**Task statement**
Copy the records below character for character.

**Listed entries**
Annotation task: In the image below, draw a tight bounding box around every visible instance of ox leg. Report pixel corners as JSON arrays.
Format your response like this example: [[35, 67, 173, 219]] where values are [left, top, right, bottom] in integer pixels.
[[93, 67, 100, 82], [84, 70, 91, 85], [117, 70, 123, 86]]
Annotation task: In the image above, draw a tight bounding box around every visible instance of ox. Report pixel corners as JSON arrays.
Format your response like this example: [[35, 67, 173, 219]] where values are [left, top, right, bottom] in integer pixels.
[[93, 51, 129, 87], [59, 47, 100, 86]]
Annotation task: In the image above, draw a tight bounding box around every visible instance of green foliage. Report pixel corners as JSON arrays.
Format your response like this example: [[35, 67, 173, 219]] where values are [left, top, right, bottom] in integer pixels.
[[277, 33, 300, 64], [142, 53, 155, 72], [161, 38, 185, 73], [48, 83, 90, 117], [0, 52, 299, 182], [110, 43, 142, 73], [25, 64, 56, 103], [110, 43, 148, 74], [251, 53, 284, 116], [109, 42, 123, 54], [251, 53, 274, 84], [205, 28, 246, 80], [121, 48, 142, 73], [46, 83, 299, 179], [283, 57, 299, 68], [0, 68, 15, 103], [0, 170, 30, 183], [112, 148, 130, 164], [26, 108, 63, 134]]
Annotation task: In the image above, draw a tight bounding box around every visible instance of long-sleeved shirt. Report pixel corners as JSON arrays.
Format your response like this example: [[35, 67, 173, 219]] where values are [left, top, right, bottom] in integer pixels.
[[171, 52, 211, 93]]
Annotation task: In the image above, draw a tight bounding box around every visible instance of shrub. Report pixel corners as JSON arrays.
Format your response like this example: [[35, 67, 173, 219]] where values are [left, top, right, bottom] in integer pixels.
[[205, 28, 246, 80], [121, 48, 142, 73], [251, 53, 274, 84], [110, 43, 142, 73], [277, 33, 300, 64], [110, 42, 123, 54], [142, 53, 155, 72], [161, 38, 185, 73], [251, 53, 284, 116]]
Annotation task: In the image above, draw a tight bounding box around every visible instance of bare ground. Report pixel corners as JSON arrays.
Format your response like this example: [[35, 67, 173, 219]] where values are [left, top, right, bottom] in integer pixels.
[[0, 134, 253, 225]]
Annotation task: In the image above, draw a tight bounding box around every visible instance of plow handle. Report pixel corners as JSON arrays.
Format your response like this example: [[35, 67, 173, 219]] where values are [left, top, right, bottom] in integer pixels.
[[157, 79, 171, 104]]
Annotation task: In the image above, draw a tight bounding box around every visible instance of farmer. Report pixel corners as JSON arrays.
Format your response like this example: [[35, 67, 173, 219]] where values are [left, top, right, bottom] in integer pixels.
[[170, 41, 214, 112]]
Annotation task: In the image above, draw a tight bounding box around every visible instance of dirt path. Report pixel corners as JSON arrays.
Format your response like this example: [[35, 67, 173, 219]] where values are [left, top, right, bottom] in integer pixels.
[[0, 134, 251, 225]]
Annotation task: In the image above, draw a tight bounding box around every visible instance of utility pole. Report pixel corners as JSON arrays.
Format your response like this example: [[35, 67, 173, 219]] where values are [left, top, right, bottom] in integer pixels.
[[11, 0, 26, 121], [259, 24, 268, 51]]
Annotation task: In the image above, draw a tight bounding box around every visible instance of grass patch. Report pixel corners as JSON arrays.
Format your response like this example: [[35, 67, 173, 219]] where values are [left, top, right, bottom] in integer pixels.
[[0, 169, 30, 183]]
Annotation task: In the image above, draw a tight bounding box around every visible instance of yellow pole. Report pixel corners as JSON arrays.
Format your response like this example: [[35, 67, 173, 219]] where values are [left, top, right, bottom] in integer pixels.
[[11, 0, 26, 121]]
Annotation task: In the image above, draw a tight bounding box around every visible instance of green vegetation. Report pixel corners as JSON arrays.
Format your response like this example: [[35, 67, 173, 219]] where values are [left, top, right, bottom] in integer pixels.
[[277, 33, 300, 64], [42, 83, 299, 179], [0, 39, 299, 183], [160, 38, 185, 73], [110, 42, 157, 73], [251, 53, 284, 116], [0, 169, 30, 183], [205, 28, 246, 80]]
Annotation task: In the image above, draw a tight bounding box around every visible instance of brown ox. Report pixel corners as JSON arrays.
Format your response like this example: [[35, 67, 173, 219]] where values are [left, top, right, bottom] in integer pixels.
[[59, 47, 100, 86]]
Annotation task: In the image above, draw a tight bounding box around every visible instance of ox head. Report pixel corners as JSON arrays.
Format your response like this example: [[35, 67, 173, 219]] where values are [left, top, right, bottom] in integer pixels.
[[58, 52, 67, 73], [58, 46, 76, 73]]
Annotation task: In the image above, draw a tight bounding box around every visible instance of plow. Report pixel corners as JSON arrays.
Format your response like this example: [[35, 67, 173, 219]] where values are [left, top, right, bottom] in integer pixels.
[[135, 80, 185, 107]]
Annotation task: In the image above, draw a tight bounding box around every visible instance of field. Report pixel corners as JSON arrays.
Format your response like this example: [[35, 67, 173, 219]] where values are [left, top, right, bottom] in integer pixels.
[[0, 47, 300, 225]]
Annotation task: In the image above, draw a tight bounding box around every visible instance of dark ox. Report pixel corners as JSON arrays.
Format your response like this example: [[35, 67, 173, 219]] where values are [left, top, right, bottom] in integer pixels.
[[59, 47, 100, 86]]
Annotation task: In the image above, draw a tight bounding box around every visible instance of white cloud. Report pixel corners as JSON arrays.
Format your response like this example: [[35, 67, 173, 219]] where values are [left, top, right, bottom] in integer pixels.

**Written answer**
Annotation task: In the image below, draw a tight bounding box around every visible instance of ox leg. Report pixel corners as JSON arrays.
Format your response like this example: [[35, 67, 173, 219]] where values are [left, top, right, bottom] in integer pixels.
[[93, 67, 100, 82], [84, 70, 91, 85], [117, 70, 123, 86]]
Annotation task: In the image above, draw a tight bounding box around every visible instance of ox. Report pixel corners as JSON arrays.
Format your response like this example: [[35, 67, 173, 219]] where values are [left, top, right, bottom] in integer pixels.
[[93, 51, 129, 87], [59, 47, 100, 86]]
Annotation task: In the image above, draw a tight bounding box around every visible instance of green foliage. Report pixel corners as JSON arrays.
Format your response like this example: [[35, 67, 173, 219]] where values are [left, top, right, bottom] in integer pixels.
[[277, 33, 300, 64], [142, 53, 155, 72], [161, 38, 185, 73], [48, 83, 90, 117], [0, 52, 299, 182], [110, 43, 142, 73], [25, 64, 56, 103], [110, 43, 148, 74], [251, 53, 284, 116], [109, 42, 123, 54], [251, 53, 274, 84], [205, 28, 246, 80], [121, 48, 142, 73], [46, 83, 299, 179], [283, 57, 299, 68], [0, 68, 15, 103], [0, 170, 30, 183], [112, 148, 130, 164], [26, 108, 63, 134]]
Annotation task: In the image above, draw a tight bounding box around every visible instance of long-sleeved shirt. Report pixel corners as JSON arrays.
Format your response like this example: [[35, 67, 173, 219]] where values are [left, top, right, bottom] in integer pixels.
[[171, 52, 211, 93]]
Annotation task: In the image above, draw a tight bounding box around every visible instance of shrub. Report pixel corners as JSON arrays.
Format your response like this example: [[35, 67, 173, 219]] where values are [left, top, right, bottom] in integer pixels.
[[205, 28, 246, 80], [121, 48, 142, 73], [251, 53, 274, 84], [110, 43, 142, 73], [277, 33, 300, 64], [110, 42, 123, 54], [142, 53, 155, 72], [161, 38, 185, 73], [251, 53, 284, 116]]
Annotation task: In the image above, draw a tight bounding box around every visible instance of bare ground. Report pixel corners as JSON arrays.
Format your response like this example: [[35, 67, 173, 219]] where values are [left, top, right, bottom] in integer pixels.
[[0, 134, 253, 225]]
Annotation task: In the image above, draw a tight bounding box around every visible instance of plow handle. Report pixel corners as JSON arrays.
Format your response like this example: [[35, 67, 173, 219]] where values are [left, top, right, bottom] in integer pixels.
[[157, 79, 171, 104]]
Annotation task: In the image above, draw a tight bounding box around every visible instance of farmer. Report pixel corners as JSON arrays.
Format your response like this example: [[35, 67, 173, 219]] where values are [left, top, right, bottom] in integer pixels.
[[170, 41, 214, 112]]
Annotation task: In the image above, draw a tight bounding box around every visible instance of dirt path. Report pixel corners as JSON arrays.
Format your response like this example: [[35, 67, 173, 219]] where values are [left, top, right, bottom] in integer pixels.
[[0, 134, 251, 225]]
Annotation task: In the image above, draw a tight bounding box around every visible instance of utility pole. Report pixel corners as JSON arrays.
Format your response like this example: [[35, 67, 173, 219]] where values are [left, top, right, bottom] in integer pixels.
[[11, 0, 26, 121], [259, 24, 268, 51]]
Annotation task: In the image above, draw a tight bounding box around every visible instance of grass patch. Report pixel corners as JSON arrays.
Format your response like this example: [[35, 67, 173, 219]] where values are [left, top, right, bottom] in integer pixels.
[[0, 169, 30, 183]]
Annotation task: In the image above, draw a tight bounding box around every visible instance of yellow pole. Report pixel corners as JSON arrays.
Format your response like this example: [[35, 67, 173, 219]] where values are [left, top, right, bottom] in integer pixels.
[[11, 0, 26, 121]]
Annotation task: In the image above, draw a tight bounding box around every visible instance of green vegetation. Report pixel corners as JSON arrays.
Format your response like this example: [[35, 67, 173, 219]] where values are [left, top, right, bottom] in integer pixels.
[[277, 33, 300, 64], [42, 83, 299, 179], [0, 39, 299, 183], [160, 38, 185, 73], [110, 42, 157, 73], [251, 53, 284, 116], [0, 169, 30, 183], [205, 28, 246, 80]]
Annotation task: In the image above, draw a tight bounding box around every visible instance of brown ox. Report pixel corners as JSON arrays.
Format your response like this example: [[35, 67, 173, 219]] where values are [left, top, right, bottom] in integer pixels.
[[59, 47, 100, 86]]
Annotation task: In the image above, draw a tight bounding box around every visible instance of ox head. Report pixel corners as JSON arrays.
Format your response like this example: [[35, 67, 173, 219]] where values are [left, top, right, bottom] in integer pixels.
[[58, 52, 67, 73], [58, 46, 76, 73]]
Annotation task: In the image above, draw a tight bounding box around every visible instance of plow. Report pixel corners as JSON arrays.
Format your response like this example: [[35, 67, 173, 219]] where values are [left, top, right, bottom] in integer pixels.
[[135, 80, 185, 107]]
Annotation task: In the image above, draw a tight bounding box around every visible instance of field. Report pixel corners as JSON arrays.
Format your response like this example: [[35, 67, 173, 219]] where values are [left, top, right, bottom] in integer pixels.
[[0, 47, 300, 225]]
Annotation task: In the image above, draw a tight bounding box around every visible instance of dark ox. Report pixel corners as JSON arrays.
Format your response like this example: [[35, 67, 173, 219]] where values are [left, top, right, bottom] in integer pixels.
[[59, 47, 100, 86]]
Annotation task: In the image above, draw a tight bounding box around every visible instance of white cloud. Report pixel corners as JSON arrays.
Format your response like this example: [[35, 67, 173, 219]] where values are [left, top, right, bottom] in integer pixels.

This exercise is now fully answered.